» **Your instructions**
Copy the whole listing below line for line, omitting the pictures.

═══ Available data

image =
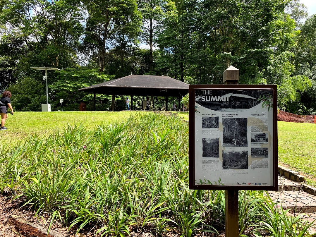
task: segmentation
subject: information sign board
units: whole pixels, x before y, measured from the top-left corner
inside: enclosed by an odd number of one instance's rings
[[[275,85],[190,85],[189,187],[277,190]]]

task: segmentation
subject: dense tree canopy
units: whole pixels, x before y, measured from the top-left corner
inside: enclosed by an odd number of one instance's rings
[[[299,0],[2,1],[0,90],[14,92],[18,110],[40,110],[45,84],[30,67],[56,67],[52,109],[61,97],[66,109],[91,108],[78,88],[131,73],[222,84],[233,65],[240,84],[278,85],[280,109],[316,113],[316,15],[306,10]]]

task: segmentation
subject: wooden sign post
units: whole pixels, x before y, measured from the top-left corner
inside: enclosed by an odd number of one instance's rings
[[[239,70],[230,65],[223,73],[224,85],[238,84]],[[239,236],[238,190],[225,190],[225,236]]]
[[[239,190],[277,191],[276,85],[189,86],[189,187],[225,190],[225,234],[239,235]]]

══════

» **Result below**
image =
task: segmentation
subject: information sign board
units: whole pixels, x before y, measured from the top-left corner
inside: enclosed by an odd number of one instance's rings
[[[275,85],[190,85],[189,187],[277,190]]]

task: segmentation
subject: dense tree canopy
units: whole pixels, x before y, measured from the top-left corner
inside: enclosed by an odd number of one instance's rings
[[[299,0],[2,1],[0,90],[14,92],[18,110],[40,110],[45,84],[30,67],[56,67],[52,109],[61,97],[66,109],[91,108],[78,88],[131,73],[222,84],[233,65],[240,84],[278,85],[280,109],[316,113],[316,15],[306,10]]]

task: segmentation
subject: wooden sign post
units: whole pixels, x before y, measured from the top-left corner
inside: enclosed by an odd number of one instance's rings
[[[239,70],[230,65],[223,73],[224,85],[238,84]],[[239,236],[238,190],[225,190],[225,236]]]
[[[239,190],[277,191],[276,85],[189,86],[189,187],[225,190],[225,234],[239,235]]]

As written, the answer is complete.